TASK ITEM: Below are the records; copy exactly the lines from the first through the one containing "blue sky -> box", both included, and leave out the pictures.

SOURCE DATA:
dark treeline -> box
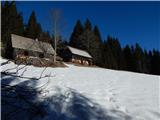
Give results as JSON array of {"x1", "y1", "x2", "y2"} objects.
[
  {"x1": 1, "y1": 1, "x2": 160, "y2": 75},
  {"x1": 69, "y1": 19, "x2": 160, "y2": 75}
]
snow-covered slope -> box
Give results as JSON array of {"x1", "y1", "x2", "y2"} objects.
[{"x1": 1, "y1": 59, "x2": 160, "y2": 120}]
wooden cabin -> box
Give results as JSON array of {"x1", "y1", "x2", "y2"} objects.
[
  {"x1": 60, "y1": 46, "x2": 93, "y2": 65},
  {"x1": 11, "y1": 34, "x2": 55, "y2": 60}
]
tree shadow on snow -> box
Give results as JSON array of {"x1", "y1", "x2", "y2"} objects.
[
  {"x1": 1, "y1": 73, "x2": 132, "y2": 120},
  {"x1": 44, "y1": 87, "x2": 132, "y2": 120}
]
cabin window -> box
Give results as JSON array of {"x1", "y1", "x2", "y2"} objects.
[
  {"x1": 24, "y1": 51, "x2": 29, "y2": 56},
  {"x1": 39, "y1": 53, "x2": 44, "y2": 58}
]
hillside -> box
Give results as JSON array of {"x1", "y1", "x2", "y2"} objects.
[{"x1": 1, "y1": 59, "x2": 160, "y2": 120}]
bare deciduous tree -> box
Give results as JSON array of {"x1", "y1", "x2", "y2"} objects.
[
  {"x1": 51, "y1": 9, "x2": 60, "y2": 62},
  {"x1": 50, "y1": 9, "x2": 66, "y2": 63},
  {"x1": 1, "y1": 60, "x2": 53, "y2": 119}
]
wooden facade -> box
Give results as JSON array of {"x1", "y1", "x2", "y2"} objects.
[
  {"x1": 60, "y1": 46, "x2": 93, "y2": 65},
  {"x1": 11, "y1": 34, "x2": 55, "y2": 60},
  {"x1": 13, "y1": 48, "x2": 53, "y2": 59}
]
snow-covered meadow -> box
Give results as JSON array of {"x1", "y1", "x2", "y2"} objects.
[{"x1": 1, "y1": 59, "x2": 160, "y2": 120}]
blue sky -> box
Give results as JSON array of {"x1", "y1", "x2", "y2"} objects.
[{"x1": 15, "y1": 1, "x2": 160, "y2": 50}]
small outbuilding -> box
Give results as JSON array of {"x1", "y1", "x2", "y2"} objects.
[
  {"x1": 60, "y1": 46, "x2": 93, "y2": 65},
  {"x1": 11, "y1": 34, "x2": 55, "y2": 59}
]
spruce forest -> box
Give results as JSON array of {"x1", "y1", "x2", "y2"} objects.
[{"x1": 1, "y1": 1, "x2": 160, "y2": 75}]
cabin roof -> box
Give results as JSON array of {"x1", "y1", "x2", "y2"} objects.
[
  {"x1": 11, "y1": 34, "x2": 55, "y2": 55},
  {"x1": 67, "y1": 46, "x2": 92, "y2": 58}
]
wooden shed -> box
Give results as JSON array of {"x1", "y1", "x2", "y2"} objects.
[
  {"x1": 60, "y1": 46, "x2": 93, "y2": 65},
  {"x1": 11, "y1": 34, "x2": 55, "y2": 59}
]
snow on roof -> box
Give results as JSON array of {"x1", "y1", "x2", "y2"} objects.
[
  {"x1": 11, "y1": 34, "x2": 55, "y2": 55},
  {"x1": 67, "y1": 46, "x2": 92, "y2": 58}
]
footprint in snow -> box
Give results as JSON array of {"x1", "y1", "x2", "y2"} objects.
[
  {"x1": 115, "y1": 105, "x2": 128, "y2": 113},
  {"x1": 109, "y1": 97, "x2": 116, "y2": 102}
]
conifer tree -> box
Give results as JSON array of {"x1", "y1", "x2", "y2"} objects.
[
  {"x1": 69, "y1": 20, "x2": 84, "y2": 48},
  {"x1": 123, "y1": 45, "x2": 134, "y2": 71},
  {"x1": 144, "y1": 49, "x2": 150, "y2": 73},
  {"x1": 85, "y1": 18, "x2": 92, "y2": 31},
  {"x1": 102, "y1": 38, "x2": 117, "y2": 69},
  {"x1": 150, "y1": 49, "x2": 160, "y2": 75},
  {"x1": 133, "y1": 43, "x2": 146, "y2": 72},
  {"x1": 39, "y1": 31, "x2": 52, "y2": 43},
  {"x1": 78, "y1": 19, "x2": 93, "y2": 51},
  {"x1": 25, "y1": 11, "x2": 42, "y2": 39},
  {"x1": 1, "y1": 1, "x2": 24, "y2": 59},
  {"x1": 93, "y1": 26, "x2": 103, "y2": 65}
]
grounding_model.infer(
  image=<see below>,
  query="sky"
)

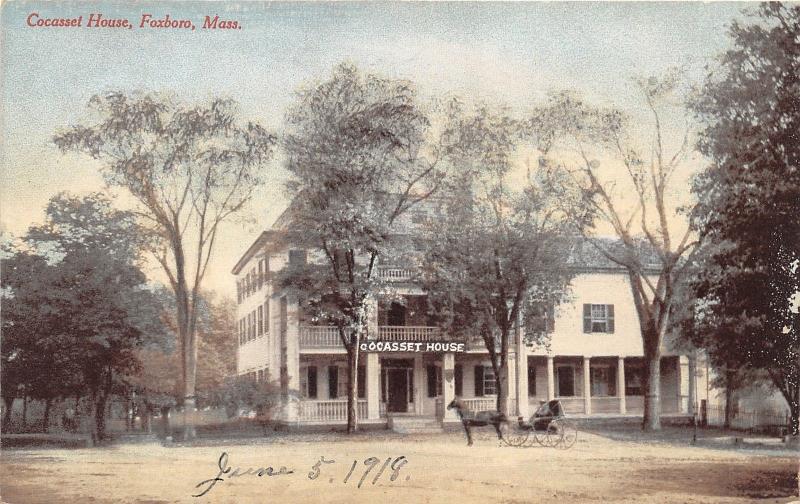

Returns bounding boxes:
[0,1,749,298]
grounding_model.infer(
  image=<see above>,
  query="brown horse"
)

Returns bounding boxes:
[447,398,506,446]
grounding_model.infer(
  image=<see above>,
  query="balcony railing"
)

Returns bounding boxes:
[299,326,342,348]
[377,267,415,282]
[378,326,442,341]
[297,399,368,422]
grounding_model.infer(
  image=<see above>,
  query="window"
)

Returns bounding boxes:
[474,366,497,396]
[387,301,405,326]
[328,366,339,399]
[590,366,616,396]
[625,366,642,396]
[528,365,537,396]
[257,306,264,336]
[411,211,428,225]
[556,366,575,397]
[426,365,442,398]
[257,259,265,290]
[301,366,317,398]
[454,365,463,397]
[257,369,265,382]
[583,304,615,333]
[483,366,497,395]
[289,249,307,267]
[236,281,242,304]
[529,302,555,334]
[263,302,270,334]
[358,366,366,399]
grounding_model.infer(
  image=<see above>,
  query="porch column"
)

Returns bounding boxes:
[284,296,301,421]
[546,356,555,401]
[617,357,626,414]
[442,353,458,421]
[517,342,528,418]
[583,357,592,415]
[678,355,690,414]
[366,353,380,420]
[413,355,424,414]
[688,354,697,416]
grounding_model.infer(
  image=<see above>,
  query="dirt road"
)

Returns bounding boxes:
[0,431,796,503]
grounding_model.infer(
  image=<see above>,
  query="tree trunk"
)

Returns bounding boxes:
[2,396,13,431]
[642,349,661,432]
[161,406,172,438]
[94,393,109,442]
[346,345,360,434]
[42,398,53,433]
[22,395,28,431]
[496,368,508,416]
[723,369,736,429]
[790,401,799,438]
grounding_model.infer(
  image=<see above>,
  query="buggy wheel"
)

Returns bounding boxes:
[544,419,564,448]
[499,420,529,447]
[556,420,578,449]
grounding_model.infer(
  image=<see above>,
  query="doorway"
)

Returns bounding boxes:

TASK SOLUTION:
dark treeline -> box
Give results as JSON array of {"x1", "y1", "x2", "y2"} objects.
[
  {"x1": 1, "y1": 1, "x2": 160, "y2": 75},
  {"x1": 69, "y1": 19, "x2": 160, "y2": 75}
]
snow-covered slope -> box
Give results as JSON array of {"x1", "y1", "x2", "y2"} objects.
[{"x1": 1, "y1": 59, "x2": 160, "y2": 120}]
wooden cabin -> box
Give results as JSON array of {"x1", "y1", "x2", "y2"} objects.
[
  {"x1": 60, "y1": 46, "x2": 93, "y2": 65},
  {"x1": 11, "y1": 34, "x2": 55, "y2": 60}
]
tree shadow on snow -> box
Give results as JSON array of {"x1", "y1", "x2", "y2"} objects.
[
  {"x1": 1, "y1": 73, "x2": 132, "y2": 120},
  {"x1": 44, "y1": 87, "x2": 132, "y2": 120}
]
cabin window -> box
Give results as JSON array of {"x1", "y1", "x2", "y2"} objects.
[
  {"x1": 24, "y1": 51, "x2": 29, "y2": 56},
  {"x1": 39, "y1": 53, "x2": 44, "y2": 58}
]
hillside -> box
Give results as JSON array of {"x1", "y1", "x2", "y2"} objects.
[{"x1": 1, "y1": 59, "x2": 160, "y2": 120}]
bare deciduous tree -> box
Give results as JSON array of {"x1", "y1", "x2", "y2"} objects.
[
  {"x1": 51, "y1": 9, "x2": 60, "y2": 62},
  {"x1": 50, "y1": 9, "x2": 66, "y2": 63},
  {"x1": 1, "y1": 60, "x2": 53, "y2": 119}
]
wooden facade -> box
Give results as JSON array of {"x1", "y1", "x2", "y2"} objects.
[
  {"x1": 60, "y1": 46, "x2": 93, "y2": 65},
  {"x1": 11, "y1": 34, "x2": 55, "y2": 60},
  {"x1": 13, "y1": 48, "x2": 53, "y2": 59}
]
snow-covered meadow -> box
Give results as JSON array of {"x1", "y1", "x2", "y2"} objects.
[{"x1": 1, "y1": 59, "x2": 160, "y2": 120}]
blue sky -> box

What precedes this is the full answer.